--- Start of SUPPLIED INFORMATION ---
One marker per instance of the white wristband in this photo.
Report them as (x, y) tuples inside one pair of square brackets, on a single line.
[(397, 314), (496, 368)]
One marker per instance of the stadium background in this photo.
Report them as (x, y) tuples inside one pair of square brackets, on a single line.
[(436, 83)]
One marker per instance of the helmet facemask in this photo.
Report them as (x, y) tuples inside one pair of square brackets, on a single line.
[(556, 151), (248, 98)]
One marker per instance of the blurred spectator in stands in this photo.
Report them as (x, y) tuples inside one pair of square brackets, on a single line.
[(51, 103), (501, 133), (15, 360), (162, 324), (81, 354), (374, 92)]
--- End of SUPPLIED INFORMATION ---
--- Start of SUPPLIED INFORMATION ---
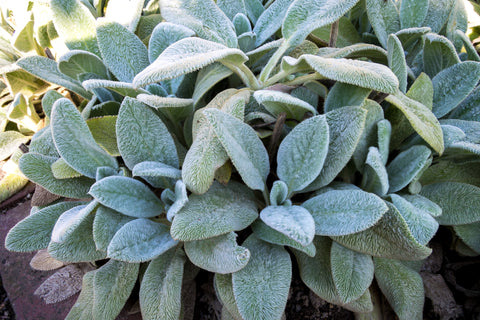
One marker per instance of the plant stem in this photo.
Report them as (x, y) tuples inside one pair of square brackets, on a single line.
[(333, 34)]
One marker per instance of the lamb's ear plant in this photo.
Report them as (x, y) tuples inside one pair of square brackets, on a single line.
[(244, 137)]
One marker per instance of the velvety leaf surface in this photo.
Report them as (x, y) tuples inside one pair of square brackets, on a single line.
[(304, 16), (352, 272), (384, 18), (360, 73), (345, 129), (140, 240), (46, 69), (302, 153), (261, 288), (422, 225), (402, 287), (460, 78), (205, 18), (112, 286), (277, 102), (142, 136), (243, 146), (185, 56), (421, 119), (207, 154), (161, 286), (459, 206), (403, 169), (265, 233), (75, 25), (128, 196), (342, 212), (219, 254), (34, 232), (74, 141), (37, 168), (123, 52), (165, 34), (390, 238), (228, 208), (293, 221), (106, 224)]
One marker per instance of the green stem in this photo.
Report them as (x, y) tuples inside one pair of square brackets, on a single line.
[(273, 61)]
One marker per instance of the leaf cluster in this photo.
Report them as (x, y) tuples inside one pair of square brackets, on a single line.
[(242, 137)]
--- End of SUPPLIED INFORMATION ---
--- Start of SUPPLIED INFORMATION ---
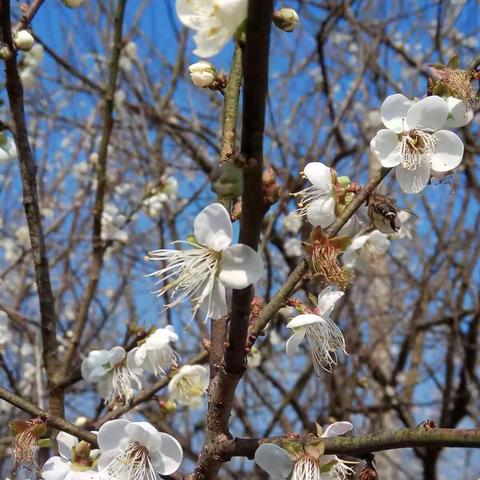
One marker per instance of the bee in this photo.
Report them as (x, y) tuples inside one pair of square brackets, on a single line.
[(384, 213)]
--- End of SUPPLIED INFORMATION ---
◆ DIRECTIVE: Put everything in the data from the line containing "One marker per instance of the helmet" down to the line containing "[(556, 151), (248, 98)]", both ends included, into a numbered list, omitting any blank lines.

◆ WRITTEN ANSWER:
1. One marker per instance of the helmet facemask in this photo.
2. Report them as (x, y) tuples inside one pair of square brackets, on a single line.
3. [(556, 151), (248, 98)]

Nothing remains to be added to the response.